**Problem details**
Word for word, repeat the entries, minus the pictures.

*** Block opens ***

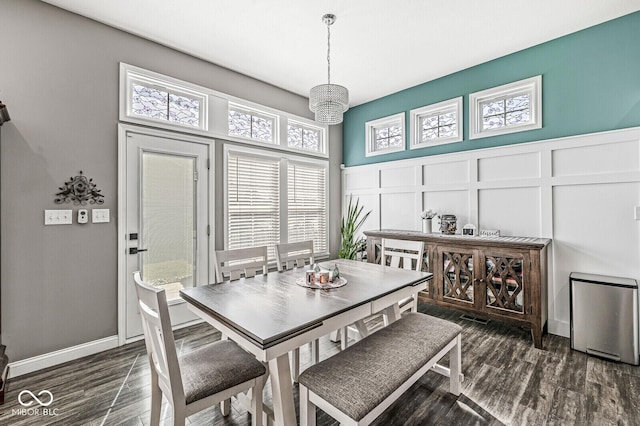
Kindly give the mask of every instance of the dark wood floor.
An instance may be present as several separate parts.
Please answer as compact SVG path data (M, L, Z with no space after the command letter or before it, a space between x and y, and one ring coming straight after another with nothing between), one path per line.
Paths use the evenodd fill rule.
M449 394L447 379L428 372L376 425L640 425L640 367L571 351L562 337L545 336L544 350L538 350L518 327L469 322L434 306L421 305L420 310L463 327L462 395ZM175 333L181 353L219 338L206 324ZM322 358L338 349L321 341ZM306 348L301 358L308 360ZM142 342L11 379L7 386L0 425L149 424L149 364ZM25 389L49 390L54 402L48 409L57 415L14 412L22 408L17 398ZM270 402L268 388L265 399ZM166 402L163 418L170 424ZM246 425L250 417L234 401L228 417L214 407L191 416L187 424ZM318 424L336 423L319 412Z

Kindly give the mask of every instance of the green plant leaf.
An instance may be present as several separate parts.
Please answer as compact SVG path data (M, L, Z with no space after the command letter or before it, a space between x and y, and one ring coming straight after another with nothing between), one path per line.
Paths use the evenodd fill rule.
M353 203L353 194L349 195L347 214L340 221L341 244L338 257L341 259L355 259L358 252L363 251L366 240L363 237L355 238L358 229L367 220L371 210L362 214L364 206L360 205L360 199Z

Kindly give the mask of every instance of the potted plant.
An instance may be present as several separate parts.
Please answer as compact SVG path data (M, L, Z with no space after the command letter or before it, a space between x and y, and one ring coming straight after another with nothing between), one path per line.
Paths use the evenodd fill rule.
M355 204L353 203L353 195L349 195L349 204L347 206L347 215L342 217L340 222L340 236L341 244L338 257L340 259L355 259L356 254L364 250L366 246L366 240L360 236L356 238L358 229L362 226L365 220L369 217L371 210L363 214L362 210L364 206L360 205L360 200L357 199Z
M431 220L436 216L436 212L429 209L420 213L420 218L422 219L422 232L430 234L431 233Z

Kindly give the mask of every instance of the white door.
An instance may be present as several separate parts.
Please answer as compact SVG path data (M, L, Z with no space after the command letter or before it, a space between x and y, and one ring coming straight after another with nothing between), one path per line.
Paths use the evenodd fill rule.
M207 144L127 132L126 339L142 335L135 271L165 289L173 325L196 319L179 291L209 282L208 159Z

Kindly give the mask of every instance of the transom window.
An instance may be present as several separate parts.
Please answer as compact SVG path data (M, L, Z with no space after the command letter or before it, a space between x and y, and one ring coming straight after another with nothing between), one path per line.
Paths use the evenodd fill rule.
M411 110L411 149L460 142L462 96Z
M275 142L276 117L229 104L229 135L260 142Z
M404 151L404 112L368 121L366 156Z
M528 93L483 102L482 129L499 129L528 123L531 119L531 99Z
M469 95L470 138L542 127L542 76Z
M266 105L120 63L120 121L328 158L328 127Z
M287 125L287 146L305 151L323 152L322 129L290 121Z
M207 130L207 95L179 81L156 79L126 70L126 114L137 120Z
M145 118L200 126L200 100L155 87L133 84L131 112Z

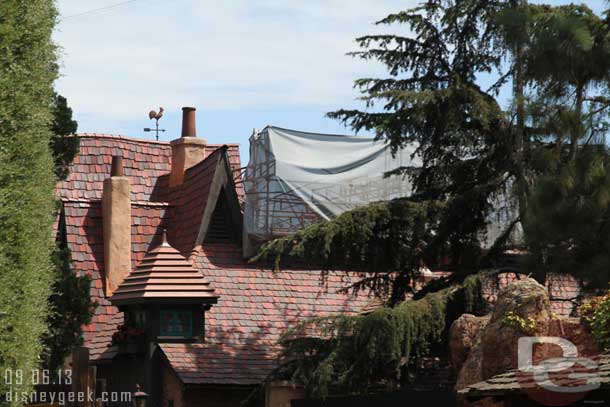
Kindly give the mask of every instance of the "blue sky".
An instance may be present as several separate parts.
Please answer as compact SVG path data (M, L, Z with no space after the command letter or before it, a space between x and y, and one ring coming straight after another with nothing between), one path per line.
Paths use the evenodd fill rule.
M153 124L148 111L163 106L160 138L172 140L180 108L195 106L198 136L241 143L245 161L252 129L267 124L350 133L325 113L358 106L354 79L383 69L345 54L354 38L380 32L374 21L417 1L135 0L80 16L120 0L57 3L65 19L55 32L56 87L79 132L151 138L142 131Z

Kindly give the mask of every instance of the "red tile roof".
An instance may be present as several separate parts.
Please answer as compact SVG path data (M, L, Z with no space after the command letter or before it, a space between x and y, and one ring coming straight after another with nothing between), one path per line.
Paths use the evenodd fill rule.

*** Block closes ***

**Answer box**
Kindly give the mask of every instance of the dark wood floor.
An instance may be present as several separate parts.
Please answer as compact SVG path data (M, L, Z with no space after the command letter or before it, a space between x and y, and one ring coming straight after another with nothing between), one path per line.
Paths use the evenodd fill rule.
M449 394L447 379L428 372L376 425L640 425L640 367L571 351L562 337L545 336L544 350L538 350L518 327L469 322L434 306L421 305L420 310L463 327L462 395ZM175 333L181 353L219 338L206 324ZM322 358L338 349L321 341ZM306 348L301 358L308 360ZM142 342L11 379L7 386L0 425L149 424L149 364ZM25 389L49 390L54 402L48 409L57 415L14 412L22 408L17 398ZM270 402L268 388L265 399ZM166 402L163 418L170 424ZM246 425L250 417L234 401L228 417L214 407L191 416L187 424ZM318 424L336 423L319 412Z

Kindly give the mask of every instance of the green plant leaf.
An instance may be present as several separate parts.
Please answer as compact SVG path data (M, L, Z with no space after the command letter or before it, a space between x and y, and one ring coming straight after another with nothing between), one path per line.
Paths use the evenodd fill rule.
M353 203L353 194L349 195L347 214L340 221L341 244L338 257L341 259L355 259L358 252L363 251L366 240L363 237L355 238L358 229L367 220L371 210L362 214L364 206L360 205L360 199Z

Kindly give the mask of every instance of the potted plant.
An instance may be present as several separate parts.
Please answer as compact SVG path data (M, L, Z with no space after the command letter or before it, a space between x and y, and one ring coming straight after another with nothing between), one path per line.
Paths use the evenodd fill rule.
M355 204L353 203L353 195L349 195L349 204L347 206L347 215L342 217L340 222L340 236L341 244L338 257L340 259L355 259L356 254L364 250L366 246L366 240L360 236L356 238L358 229L362 226L365 220L369 217L371 210L363 214L362 210L364 206L360 205L360 200L357 199Z
M431 220L436 216L436 212L429 209L420 213L420 218L422 219L422 232L430 234L431 233Z

Kindly give the mask of every instance of the white door.
An instance may be present as several separate parts.
Please answer as compact SVG path data (M, L, Z with no space after the command letter or before it, a space between x and y, and one ring coming straight after another with nothing between), one path per line.
Paths use the evenodd fill rule.
M207 144L127 132L126 339L142 335L135 271L165 289L173 325L196 319L179 291L209 282L208 159Z

Kindly give the mask of every instance of the transom window.
An instance may be present as several separate parts.
Please answer as compact SVG path data (M, L, Z with no space after the command letter or before it, a space between x and y, and one ring coming straight after another with nothing between), one path per line.
Paths use the evenodd fill rule.
M411 110L411 149L460 142L462 96Z
M275 142L276 117L229 104L229 135L260 142Z
M404 151L404 112L368 121L366 156Z
M528 93L483 102L482 129L499 129L528 123L531 119L531 99Z
M469 95L470 138L542 127L542 76Z
M266 105L120 63L120 121L328 158L328 127Z
M287 125L287 146L305 151L323 152L322 129L290 121Z
M207 130L207 95L179 81L156 79L126 70L126 114L137 120Z
M145 118L200 126L200 100L155 87L133 84L131 112Z

Kindly give the mask of every instance of the "blue sky".
An instance may be present as several separate parts.
Please answer as compact SVG path data (M, L, Z with no space after the command letter or before it, a space between x and y, and one ring coming straight after another with nothing between), one path per line.
Paths use the evenodd fill rule.
M153 124L148 111L163 106L160 138L172 140L180 108L195 106L198 136L241 143L245 161L252 129L267 124L350 133L325 113L358 106L354 79L383 69L345 54L354 38L380 32L374 21L417 1L135 0L80 16L120 0L57 3L65 19L55 32L56 87L79 132L151 138L142 131Z

Kindly give the mask of every instance of the "red tile roof".
An instance may be present as several separate parts.
Please answer as compact SVG path data (M, L, Z with no space after the command letter or before it, a space between x and y, and one ring coming straight after another with nothing between), one path per line.
Paths use the evenodd fill rule.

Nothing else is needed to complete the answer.